Answer these questions from the HBO passage below:
1. What yearly price does the passage say 40 million people won't pay for content available free elsewhere?
2. Which show does the passage call an underappreciated masterpiece?
3. What is named as HBO's latest offering?

** Begin PASSAGE **

It's not T&A, it's HBO. But not the HBO of water-cooler favorites like The Sopranos, Sex and The City, Six Feet Under, Deadwood, Curb Your Enthusiasm, and Entourage. Or even the HBO of intriguing flops (Carnivale, John in Cincinnati, Unscripted) and underappreciated masterpieces (The Wire).

You can't get 40 million to pay $120 a year for content they can get for free on dozens of other channels, so HBO has always sold nudity, sexual situations, strong language, and violence. Sometimes they combine all these things with drama (i.e., Oz) or drama and comedy (The Sopranos), and sometimes they just focus on the nudity and sexual situations.

Shows like Real Sex, G-String Divas, Cathouse, and its HBO's latest offering, Katie on Demand offer a brand of T&A best described as middlecore. Middlecore is more explicit than what you'll find in the softcore movies that play on Cinemax, with occasional flashes of labia and flaccid penises, and lots of candid, anatomically precise talk about every fetish you can imagine.

** End PASSAGE **
** Begin INFORMATION SHOWN **

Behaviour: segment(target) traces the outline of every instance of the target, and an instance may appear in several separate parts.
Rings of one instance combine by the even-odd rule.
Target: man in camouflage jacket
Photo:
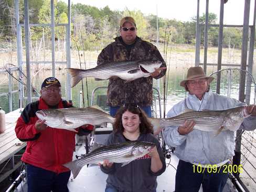
[[[117,77],[109,79],[107,104],[110,114],[114,116],[120,106],[125,103],[136,103],[148,116],[151,116],[153,98],[153,78],[159,79],[166,72],[166,63],[156,47],[144,41],[136,35],[136,24],[131,17],[125,17],[120,22],[121,36],[104,48],[98,56],[97,64],[121,61],[158,60],[161,67],[151,76],[131,82]]]

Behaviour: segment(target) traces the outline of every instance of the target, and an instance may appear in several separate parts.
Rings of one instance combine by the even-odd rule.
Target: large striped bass
[[[159,68],[162,62],[158,60],[142,60],[113,62],[101,65],[87,70],[67,68],[72,77],[72,87],[82,78],[92,77],[100,79],[108,79],[118,77],[131,81],[141,77],[150,76],[150,73]]]
[[[97,105],[86,108],[49,109],[38,111],[36,114],[40,120],[46,120],[45,123],[51,127],[73,131],[86,124],[99,125],[114,121],[113,118]]]
[[[155,144],[153,143],[137,141],[103,146],[92,151],[83,157],[63,165],[71,170],[75,178],[85,165],[99,163],[102,164],[103,160],[108,159],[110,163],[122,163],[122,166],[123,166],[133,160],[143,157],[155,146]]]
[[[150,118],[154,132],[158,133],[161,128],[169,126],[183,125],[186,121],[194,121],[194,129],[208,132],[222,130],[237,131],[244,118],[249,116],[246,106],[237,106],[224,110],[185,111],[177,116],[169,118]]]

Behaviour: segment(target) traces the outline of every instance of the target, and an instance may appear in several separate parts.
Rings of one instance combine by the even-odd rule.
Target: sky
[[[67,0],[62,0],[67,3]],[[223,23],[227,25],[242,25],[245,0],[228,0],[224,4]],[[200,0],[200,16],[205,13],[206,0]],[[103,8],[108,6],[111,10],[140,10],[144,14],[156,15],[168,19],[180,21],[189,21],[191,17],[196,16],[197,0],[71,0],[71,3],[78,3]],[[251,0],[249,24],[252,25],[254,1]],[[209,1],[209,13],[215,13],[219,18],[220,0]]]

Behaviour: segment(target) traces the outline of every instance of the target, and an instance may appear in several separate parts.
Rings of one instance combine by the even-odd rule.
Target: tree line
[[[29,22],[30,24],[50,23],[50,0],[29,0]],[[24,2],[20,1],[19,19],[24,20]],[[14,0],[0,0],[0,38],[8,41],[16,37]],[[68,9],[66,3],[55,1],[56,24],[68,23]],[[156,39],[156,16],[144,15],[140,10],[131,10],[125,8],[122,11],[112,10],[108,6],[103,8],[80,3],[71,5],[71,37],[78,45],[76,48],[89,50],[100,50],[119,34],[120,20],[124,16],[131,16],[136,20],[138,36],[143,39],[154,41]],[[209,14],[209,24],[217,24],[217,16]],[[201,44],[204,44],[205,15],[200,17]],[[170,34],[170,40],[175,44],[195,43],[196,17],[188,22],[176,19],[158,18],[159,38],[164,40],[166,31]],[[31,27],[30,38],[37,46],[50,47],[50,29],[47,27]],[[59,42],[59,48],[63,47],[66,42],[66,28],[63,26],[55,28],[56,39]],[[218,27],[210,27],[208,29],[208,44],[217,46]],[[241,48],[242,29],[224,28],[224,47]],[[24,33],[23,33],[24,34]],[[24,39],[24,38],[23,38]],[[82,42],[81,41],[82,40]]]

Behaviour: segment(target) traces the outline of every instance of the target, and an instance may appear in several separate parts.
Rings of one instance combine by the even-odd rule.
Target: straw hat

** End INFORMATION SHOWN **

*SOLUTION TO THIS EXERCISE*:
1. $120 a year.
2. The Wire.
3. Katie on Demand.